* _Exercise description_:
Filter the data for lines with the word "lamp" and copy those lines.

* _The input_:
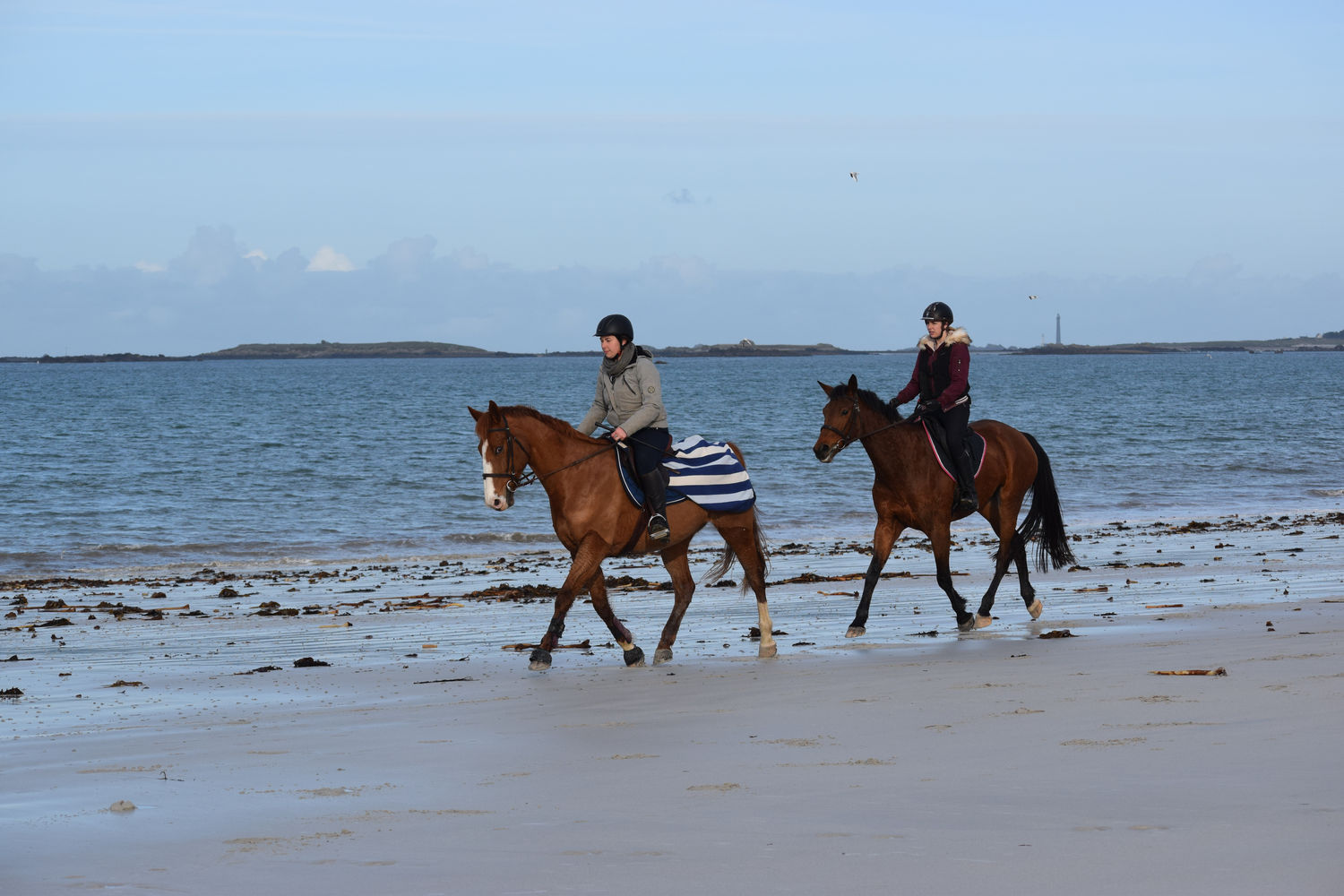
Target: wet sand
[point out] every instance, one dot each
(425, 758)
* * *
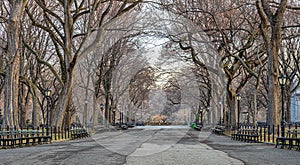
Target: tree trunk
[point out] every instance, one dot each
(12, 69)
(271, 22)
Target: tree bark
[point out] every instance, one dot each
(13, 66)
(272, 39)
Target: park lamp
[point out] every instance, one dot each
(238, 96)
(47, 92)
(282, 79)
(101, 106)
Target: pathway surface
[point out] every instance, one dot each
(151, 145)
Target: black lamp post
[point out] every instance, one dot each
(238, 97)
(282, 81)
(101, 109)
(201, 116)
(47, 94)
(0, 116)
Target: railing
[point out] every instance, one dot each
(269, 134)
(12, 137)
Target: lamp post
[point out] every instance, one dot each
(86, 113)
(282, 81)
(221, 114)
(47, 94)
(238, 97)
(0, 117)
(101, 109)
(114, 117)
---
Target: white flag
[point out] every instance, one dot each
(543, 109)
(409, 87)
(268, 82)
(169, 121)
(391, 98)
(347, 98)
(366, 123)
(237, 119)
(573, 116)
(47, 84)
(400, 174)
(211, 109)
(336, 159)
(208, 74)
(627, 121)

* _Output of the exercise_:
Target: park lamp
Target: black lamp post
Target: lamp post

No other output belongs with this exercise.